[start Supplied entries]

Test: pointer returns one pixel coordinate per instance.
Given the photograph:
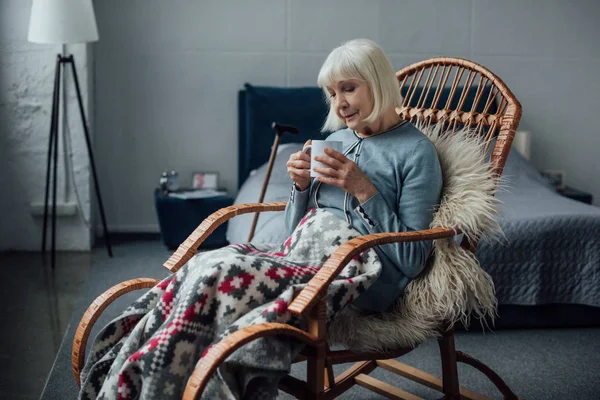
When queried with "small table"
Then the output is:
(179, 217)
(576, 194)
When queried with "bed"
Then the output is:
(547, 268)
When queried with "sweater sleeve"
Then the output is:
(296, 208)
(420, 188)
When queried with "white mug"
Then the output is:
(317, 149)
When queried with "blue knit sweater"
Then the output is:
(403, 165)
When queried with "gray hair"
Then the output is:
(360, 59)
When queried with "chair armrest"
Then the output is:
(316, 288)
(91, 316)
(189, 247)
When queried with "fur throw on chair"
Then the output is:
(453, 286)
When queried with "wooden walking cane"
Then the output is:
(280, 129)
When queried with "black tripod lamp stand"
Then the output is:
(62, 22)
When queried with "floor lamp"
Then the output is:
(64, 22)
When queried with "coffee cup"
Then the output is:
(317, 148)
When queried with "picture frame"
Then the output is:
(556, 178)
(205, 180)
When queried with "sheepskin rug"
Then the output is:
(453, 287)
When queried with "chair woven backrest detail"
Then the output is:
(436, 91)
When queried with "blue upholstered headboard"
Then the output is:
(260, 106)
(302, 107)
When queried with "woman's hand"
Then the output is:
(298, 167)
(345, 174)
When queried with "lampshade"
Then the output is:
(62, 22)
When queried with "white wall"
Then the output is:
(26, 83)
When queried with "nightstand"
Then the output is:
(179, 217)
(575, 194)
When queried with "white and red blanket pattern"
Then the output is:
(151, 349)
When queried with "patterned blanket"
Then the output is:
(151, 349)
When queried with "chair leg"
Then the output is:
(449, 366)
(315, 371)
(507, 393)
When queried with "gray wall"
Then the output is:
(26, 83)
(166, 76)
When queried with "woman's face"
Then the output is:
(352, 101)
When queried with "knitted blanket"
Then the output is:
(151, 349)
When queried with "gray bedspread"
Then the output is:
(550, 254)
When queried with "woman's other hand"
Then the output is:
(298, 167)
(345, 174)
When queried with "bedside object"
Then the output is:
(575, 194)
(178, 217)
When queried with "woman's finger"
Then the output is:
(335, 154)
(326, 171)
(332, 162)
(300, 164)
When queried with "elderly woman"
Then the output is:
(387, 179)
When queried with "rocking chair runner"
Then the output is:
(310, 303)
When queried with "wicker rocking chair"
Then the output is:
(423, 84)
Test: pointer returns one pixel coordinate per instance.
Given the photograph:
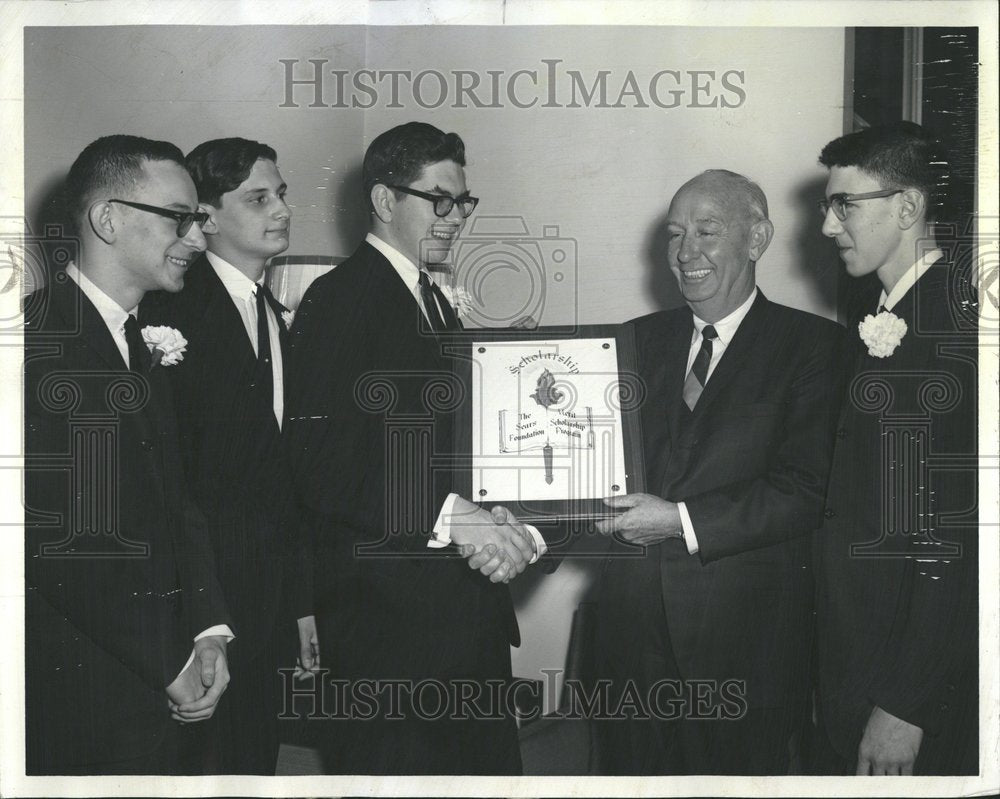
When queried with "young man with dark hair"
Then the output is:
(897, 553)
(230, 397)
(125, 624)
(394, 612)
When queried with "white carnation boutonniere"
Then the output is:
(166, 344)
(882, 333)
(459, 299)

[end Supplied entries]

§ **Work required**
Copy out every line of the listing above that contains the word "chair".

§ **Worked solution**
When queried with "chair armrest"
When queried with "fur throw on chair"
When queried with "chair woven backrest detail"
When queried with "chair leg"
When queried with "rocking chair runner"
When queried with "wicker rocking chair"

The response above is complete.